====== EXTRACTED DATA ======

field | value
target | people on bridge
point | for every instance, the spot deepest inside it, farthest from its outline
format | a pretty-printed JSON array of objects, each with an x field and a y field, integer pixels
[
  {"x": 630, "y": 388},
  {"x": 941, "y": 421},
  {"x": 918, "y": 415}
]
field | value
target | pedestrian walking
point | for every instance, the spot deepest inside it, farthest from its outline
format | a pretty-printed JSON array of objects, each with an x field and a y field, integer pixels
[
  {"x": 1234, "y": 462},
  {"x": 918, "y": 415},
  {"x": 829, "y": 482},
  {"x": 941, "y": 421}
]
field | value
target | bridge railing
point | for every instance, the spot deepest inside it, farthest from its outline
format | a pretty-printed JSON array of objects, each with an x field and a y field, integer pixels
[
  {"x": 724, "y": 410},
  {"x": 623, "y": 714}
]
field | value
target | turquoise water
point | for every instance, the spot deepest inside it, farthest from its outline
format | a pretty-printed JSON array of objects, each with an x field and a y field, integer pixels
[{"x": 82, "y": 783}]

======

§ **DO THIS**:
Please edit the lines above by changing every "integer pixels" to "whole-number pixels" and keeping everything else the same.

§ **ANSWER TO THIS EXERCISE**:
field | value
target | people on bridge
point | for every instance, the spot deepest inside it, farthest from its outline
format | a pretty-printed JSON array of objects, each with an x field and a y field, whole-number pixels
[
  {"x": 630, "y": 388},
  {"x": 941, "y": 421},
  {"x": 918, "y": 415}
]
field | value
target | pedestrian walking
point | for every instance, the spot deepest inside it, farthest from its outline
format | a pretty-printed JSON array of objects, each with an x field and a y field, whole-number pixels
[
  {"x": 1234, "y": 462},
  {"x": 918, "y": 415},
  {"x": 829, "y": 482},
  {"x": 941, "y": 421}
]
field | value
target | bridge railing
point | for every instance, the spot deepest inside it, farthest from its outline
format | a pretty-printed JSON array of objects, each with an x field and a y field, whole-number pixels
[
  {"x": 724, "y": 410},
  {"x": 623, "y": 714}
]
field | value
target | turquoise water
point | for every instance, the spot deepest inside it, farthest from its outline
format | a pretty-printed JSON array of objects, each with an x field and a y field, whole-number pixels
[{"x": 82, "y": 783}]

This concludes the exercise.